Exercise aim. Rewrite every one of the entries below, replacing each "Report" with "Result" and leaving all other text unchanged.

-------

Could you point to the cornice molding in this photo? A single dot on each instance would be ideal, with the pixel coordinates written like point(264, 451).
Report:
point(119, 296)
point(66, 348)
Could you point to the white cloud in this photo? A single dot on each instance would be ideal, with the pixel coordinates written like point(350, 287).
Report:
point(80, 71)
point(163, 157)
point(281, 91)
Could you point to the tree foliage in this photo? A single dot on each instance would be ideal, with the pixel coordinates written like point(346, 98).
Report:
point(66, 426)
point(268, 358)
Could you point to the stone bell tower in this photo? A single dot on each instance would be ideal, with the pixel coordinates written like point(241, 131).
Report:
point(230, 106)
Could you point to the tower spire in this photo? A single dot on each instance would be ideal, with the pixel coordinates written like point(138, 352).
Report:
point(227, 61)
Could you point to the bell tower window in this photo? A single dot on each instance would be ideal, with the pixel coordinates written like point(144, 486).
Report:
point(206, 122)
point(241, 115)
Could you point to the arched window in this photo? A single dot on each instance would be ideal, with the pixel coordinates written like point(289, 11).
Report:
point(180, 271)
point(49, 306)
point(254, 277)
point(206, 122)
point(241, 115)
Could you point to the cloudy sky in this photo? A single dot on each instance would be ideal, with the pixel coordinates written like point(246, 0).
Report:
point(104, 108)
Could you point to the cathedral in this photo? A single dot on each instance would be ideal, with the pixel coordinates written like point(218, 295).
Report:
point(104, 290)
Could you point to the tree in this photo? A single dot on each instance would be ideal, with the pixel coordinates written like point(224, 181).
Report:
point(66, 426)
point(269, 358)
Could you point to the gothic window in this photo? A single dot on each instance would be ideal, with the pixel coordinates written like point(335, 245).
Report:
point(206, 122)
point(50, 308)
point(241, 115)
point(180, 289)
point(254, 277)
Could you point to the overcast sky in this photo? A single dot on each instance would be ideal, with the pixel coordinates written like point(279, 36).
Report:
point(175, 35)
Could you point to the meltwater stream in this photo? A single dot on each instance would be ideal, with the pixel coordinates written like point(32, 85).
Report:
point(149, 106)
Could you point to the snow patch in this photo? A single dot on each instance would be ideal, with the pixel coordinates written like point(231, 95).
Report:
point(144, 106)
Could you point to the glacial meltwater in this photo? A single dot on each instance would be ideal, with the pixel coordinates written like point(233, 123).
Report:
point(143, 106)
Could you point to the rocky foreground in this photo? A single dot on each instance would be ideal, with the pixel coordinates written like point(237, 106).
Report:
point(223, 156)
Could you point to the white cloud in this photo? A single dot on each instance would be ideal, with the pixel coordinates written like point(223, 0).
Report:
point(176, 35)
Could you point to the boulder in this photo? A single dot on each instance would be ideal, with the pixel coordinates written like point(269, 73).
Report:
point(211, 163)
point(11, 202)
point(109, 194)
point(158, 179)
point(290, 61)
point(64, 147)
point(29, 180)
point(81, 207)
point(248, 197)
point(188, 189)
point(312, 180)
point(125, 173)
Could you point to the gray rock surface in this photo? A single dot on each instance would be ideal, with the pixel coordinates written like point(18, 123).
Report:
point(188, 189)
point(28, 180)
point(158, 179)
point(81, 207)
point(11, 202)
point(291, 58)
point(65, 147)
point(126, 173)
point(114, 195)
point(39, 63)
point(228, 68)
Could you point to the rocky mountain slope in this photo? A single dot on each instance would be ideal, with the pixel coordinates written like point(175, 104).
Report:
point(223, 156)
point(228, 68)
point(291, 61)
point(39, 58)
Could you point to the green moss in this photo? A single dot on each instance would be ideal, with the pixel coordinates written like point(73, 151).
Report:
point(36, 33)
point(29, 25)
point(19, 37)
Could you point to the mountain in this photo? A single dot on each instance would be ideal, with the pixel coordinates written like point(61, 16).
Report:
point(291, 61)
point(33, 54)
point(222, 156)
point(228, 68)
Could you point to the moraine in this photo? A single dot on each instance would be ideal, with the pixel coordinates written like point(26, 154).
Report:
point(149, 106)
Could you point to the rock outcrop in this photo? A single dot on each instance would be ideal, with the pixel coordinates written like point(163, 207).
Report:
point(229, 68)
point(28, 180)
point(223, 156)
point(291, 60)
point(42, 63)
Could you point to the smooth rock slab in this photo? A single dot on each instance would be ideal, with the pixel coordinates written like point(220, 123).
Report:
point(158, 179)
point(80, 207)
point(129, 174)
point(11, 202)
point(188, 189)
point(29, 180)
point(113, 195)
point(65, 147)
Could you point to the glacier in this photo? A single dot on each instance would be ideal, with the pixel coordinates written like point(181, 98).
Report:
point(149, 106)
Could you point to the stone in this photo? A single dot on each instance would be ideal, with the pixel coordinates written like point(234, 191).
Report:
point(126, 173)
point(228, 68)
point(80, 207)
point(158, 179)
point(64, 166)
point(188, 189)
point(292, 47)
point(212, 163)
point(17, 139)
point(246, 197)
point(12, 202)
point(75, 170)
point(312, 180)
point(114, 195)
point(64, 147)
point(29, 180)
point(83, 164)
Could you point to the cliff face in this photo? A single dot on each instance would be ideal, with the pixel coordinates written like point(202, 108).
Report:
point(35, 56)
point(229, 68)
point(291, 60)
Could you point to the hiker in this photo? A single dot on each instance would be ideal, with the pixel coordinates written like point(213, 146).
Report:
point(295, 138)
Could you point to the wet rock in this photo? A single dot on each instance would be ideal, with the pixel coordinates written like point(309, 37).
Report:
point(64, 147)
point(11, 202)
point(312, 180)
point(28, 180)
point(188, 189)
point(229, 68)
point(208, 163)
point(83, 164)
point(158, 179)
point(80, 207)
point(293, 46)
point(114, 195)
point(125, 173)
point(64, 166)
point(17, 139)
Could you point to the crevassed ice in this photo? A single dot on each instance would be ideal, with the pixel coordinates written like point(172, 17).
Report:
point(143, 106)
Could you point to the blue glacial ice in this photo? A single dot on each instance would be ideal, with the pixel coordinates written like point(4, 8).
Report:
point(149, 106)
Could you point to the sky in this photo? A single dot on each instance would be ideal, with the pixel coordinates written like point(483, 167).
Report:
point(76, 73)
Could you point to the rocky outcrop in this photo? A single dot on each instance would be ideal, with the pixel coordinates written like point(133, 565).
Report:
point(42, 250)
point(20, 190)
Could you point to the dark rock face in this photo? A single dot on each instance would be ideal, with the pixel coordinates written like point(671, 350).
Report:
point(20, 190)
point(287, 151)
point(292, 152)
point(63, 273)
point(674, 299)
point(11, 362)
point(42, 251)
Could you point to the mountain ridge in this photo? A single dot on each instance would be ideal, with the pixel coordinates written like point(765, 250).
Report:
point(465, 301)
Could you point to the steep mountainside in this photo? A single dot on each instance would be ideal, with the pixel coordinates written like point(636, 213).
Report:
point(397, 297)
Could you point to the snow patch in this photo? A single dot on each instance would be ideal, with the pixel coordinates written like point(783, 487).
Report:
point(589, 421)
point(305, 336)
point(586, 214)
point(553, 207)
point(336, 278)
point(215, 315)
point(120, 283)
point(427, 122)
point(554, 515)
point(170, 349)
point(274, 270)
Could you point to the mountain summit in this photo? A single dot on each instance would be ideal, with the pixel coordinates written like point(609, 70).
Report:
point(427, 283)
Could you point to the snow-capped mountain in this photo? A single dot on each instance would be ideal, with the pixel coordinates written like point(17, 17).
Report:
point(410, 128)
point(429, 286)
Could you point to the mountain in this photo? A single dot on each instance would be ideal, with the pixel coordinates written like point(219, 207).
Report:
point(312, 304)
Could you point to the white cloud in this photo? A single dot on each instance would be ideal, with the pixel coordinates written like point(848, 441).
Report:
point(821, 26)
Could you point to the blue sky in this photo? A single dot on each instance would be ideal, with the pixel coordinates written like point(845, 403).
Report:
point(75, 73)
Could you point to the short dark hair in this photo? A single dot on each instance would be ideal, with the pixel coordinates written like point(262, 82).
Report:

-------

Correct response.
Could you point to the cornice molding in this photo? A single dot on each instance would be ideal, with the pixel coordinates written like point(264, 451).
Result:
point(119, 296)
point(66, 348)
Could you point to the white cloud in this photo? A single dot on each instance would be ideal, with the pixel coordinates written like point(350, 287).
Result:
point(80, 71)
point(163, 157)
point(281, 91)
Could you point to the tree foliage in this photo? A single dot on each instance would be ideal, with the pixel coordinates written like point(346, 98).
Result:
point(66, 426)
point(268, 358)
Could you point to the stone bell tower in this photo? A single dot on each instance would be ideal, with the pixel coordinates written like point(241, 131).
Result:
point(230, 106)
Could you point to the tower spire in this photo? A single dot on each instance would be ideal, with the pixel coordinates written like point(138, 352).
Result:
point(227, 61)
Could you point to the bell tower window in this photo? A single dot on each instance would be ideal, with the pixel coordinates written like point(144, 486).
Result:
point(206, 122)
point(241, 115)
Could you point to the arched window in this photo? A single dot on each instance would be ideal, with the pixel coordinates written like point(289, 11).
Result:
point(180, 271)
point(49, 306)
point(254, 277)
point(206, 122)
point(241, 115)
Could you point to the cloudy sky in this photo? A single dot on each instance would be ideal, with the pixel coordinates written like point(246, 0).
Result:
point(104, 108)
Could you point to the cathedral in this photo? A single dot on each instance would be ideal, with the pixel coordinates written like point(218, 295).
Result:
point(104, 290)
Could you point to the tree in this photo? A single dot on each instance would be ideal, with the pixel coordinates written like point(224, 181).
Result:
point(66, 426)
point(269, 358)
Could you point to the gothic window in this photo? A single dot on each instance would be ideal, with the pixel coordinates written like point(335, 245).
Result:
point(206, 122)
point(50, 308)
point(241, 115)
point(180, 289)
point(254, 277)
Could you point to the overcast sky in this photo? A single dot on each instance would be ideal, with the pixel coordinates written like point(279, 36).
Result:
point(175, 35)
Could you point to the meltwater stream in this photo? A single dot on each instance would be ideal, with the pixel coordinates written like point(32, 85).
Result:
point(149, 106)
Could you point to the snow patch in this photo? A single dot on each instance would be ideal, with the pixel coordinates written like point(231, 95).
Result:
point(144, 106)
Could you point to the glacial meltwater in this photo? A single dot on each instance would be ideal, with the pixel coordinates written like point(233, 123).
Result:
point(143, 106)
Could you point to the rocky foreground in this photo? A single dot on each instance would be ideal, with the pixel coordinates written like point(237, 106).
Result:
point(223, 156)
Could you point to the white cloud in this photo? A single dot on each instance would be ideal, with the pixel coordinates written like point(223, 0).
Result:
point(176, 35)
Could you point to the boulder in this photo? A single dot on each instance would be ideal, with the pixel coordinates written like point(269, 73).
Result:
point(211, 163)
point(11, 202)
point(109, 194)
point(158, 179)
point(290, 61)
point(64, 147)
point(29, 180)
point(81, 207)
point(248, 197)
point(188, 189)
point(312, 180)
point(125, 173)
Could you point to the gray rock surface in this photo? A single dot on each instance would be ideal, with the pixel coordinates written like point(18, 123).
Result:
point(188, 189)
point(28, 180)
point(158, 179)
point(81, 207)
point(11, 202)
point(291, 58)
point(65, 147)
point(126, 173)
point(114, 195)
point(39, 63)
point(228, 68)
Could you point to the rocky mountain slope in this photo? A single dot on each instance would be ideal, with the pixel coordinates written like point(175, 104).
Result:
point(223, 156)
point(228, 68)
point(291, 61)
point(39, 58)
Could you point to the green moss in this photo? A single dot on each instance would be ideal, with the pixel coordinates written like point(73, 151).
Result:
point(36, 33)
point(29, 25)
point(19, 37)
Could you point to the mountain in this photo? A single dot on each instance would be ideal, with the pixel coordinates written like point(61, 16).
Result:
point(291, 61)
point(33, 54)
point(222, 156)
point(228, 68)
Could you point to the moraine in this photo? A single dot on each instance would be ideal, with the pixel coordinates written like point(26, 154).
Result:
point(149, 106)
Could you point to the rock outcrop in this photo? A single dot on each instance would be ideal, with the pixel coordinates written like point(163, 207).
Result:
point(229, 68)
point(28, 180)
point(223, 156)
point(291, 60)
point(42, 63)
Could you point to the smooth rock slab in this photo? A single dot on each instance would be ideal, with the pixel coordinates written like point(220, 123).
Result:
point(158, 179)
point(80, 207)
point(129, 174)
point(11, 202)
point(188, 189)
point(29, 180)
point(113, 195)
point(65, 147)
Could you point to the glacier in this photo? A single dot on each instance would be ideal, with the pixel coordinates written like point(181, 98).
Result:
point(149, 106)
Could you point to the stone in this photo? A single dot on each instance would be ideal, with the pixel coordinates written like point(234, 191).
Result:
point(126, 173)
point(228, 68)
point(80, 207)
point(158, 179)
point(64, 166)
point(188, 189)
point(292, 47)
point(212, 163)
point(17, 139)
point(246, 197)
point(12, 202)
point(75, 170)
point(312, 180)
point(114, 195)
point(64, 147)
point(29, 180)
point(83, 164)
Could you point to the cliff face in this photo? A single dot on each instance would be ideal, with the pixel coordinates written like point(202, 108).
Result:
point(35, 56)
point(229, 68)
point(291, 60)
Could you point to the hiker in this photo? A single dot on each instance would be ideal, with the pixel coordinates written like point(213, 146).
Result:
point(295, 138)
Could you point to the wet rock in this photo? A single dot on each instance would be ideal, with the pixel coordinates written like point(309, 37).
Result:
point(64, 147)
point(11, 202)
point(312, 180)
point(28, 180)
point(188, 189)
point(229, 68)
point(208, 163)
point(83, 164)
point(158, 179)
point(80, 207)
point(293, 46)
point(114, 195)
point(125, 173)
point(64, 166)
point(17, 139)
Could you point to the crevassed ice in this photo? A single dot on each instance would be ideal, with the pixel coordinates written like point(172, 17).
Result:
point(143, 106)
Could you point to the blue glacial ice in this photo? A single dot on each instance would be ideal, with the pixel coordinates written like point(4, 8).
Result:
point(149, 106)
Could you point to the sky in this photo? A single dot on each instance would be ideal, with the pixel coordinates written like point(483, 167).
Result:
point(76, 73)
Could you point to the rocky outcrop in this photo? A single dot on each instance would be ideal, with the pixel coordinates written like point(133, 565).
Result:
point(42, 250)
point(20, 190)
Could you point to the dark rock face in this photo? A single dot on each instance would be ideal, with the pixel coordinates written like point(671, 350).
Result:
point(20, 190)
point(287, 151)
point(292, 152)
point(63, 273)
point(674, 299)
point(11, 362)
point(42, 251)
Could you point to the mountain ridge in this photo? A single dot on each instance would be ideal, with the pixel coordinates written like point(765, 250).
Result:
point(465, 301)
Could you point to the steep mountainside in this photo? A single dot on each instance would be ideal, with the pixel coordinates written like point(636, 213).
Result:
point(397, 297)
Could you point to the snow patch in this photo? A single dot on each instance would be ideal, with the pixel coordinates written like point(783, 487).
Result:
point(589, 421)
point(305, 336)
point(586, 214)
point(553, 207)
point(336, 278)
point(215, 315)
point(120, 283)
point(427, 122)
point(554, 515)
point(170, 349)
point(274, 270)
Could you point to the mountain summit in this photo? A single dot on each instance would be ideal, with the pixel coordinates written like point(609, 70).
Result:
point(427, 283)
Could you point to the snow-capped mountain in this photo? A single dot on each instance would be ideal, with the pixel coordinates written like point(17, 17).
Result:
point(410, 128)
point(429, 286)
Could you point to the mountain in this photo? A single dot on each instance would be ideal, with the pixel coordinates written like point(219, 207).
Result:
point(312, 304)
Could you point to the white cloud in this photo? A single dot on each instance would be ideal, with the pixel coordinates written like point(848, 441).
Result:
point(821, 26)
Could you point to the blue sky in this photo? A single dot on each instance would be ideal, with the pixel coordinates written like point(845, 403).
Result:
point(75, 73)
Could you point to the short dark hair in this photo? A single dot on each instance would be ideal, with the pixel coordinates written like point(262, 82).
Result:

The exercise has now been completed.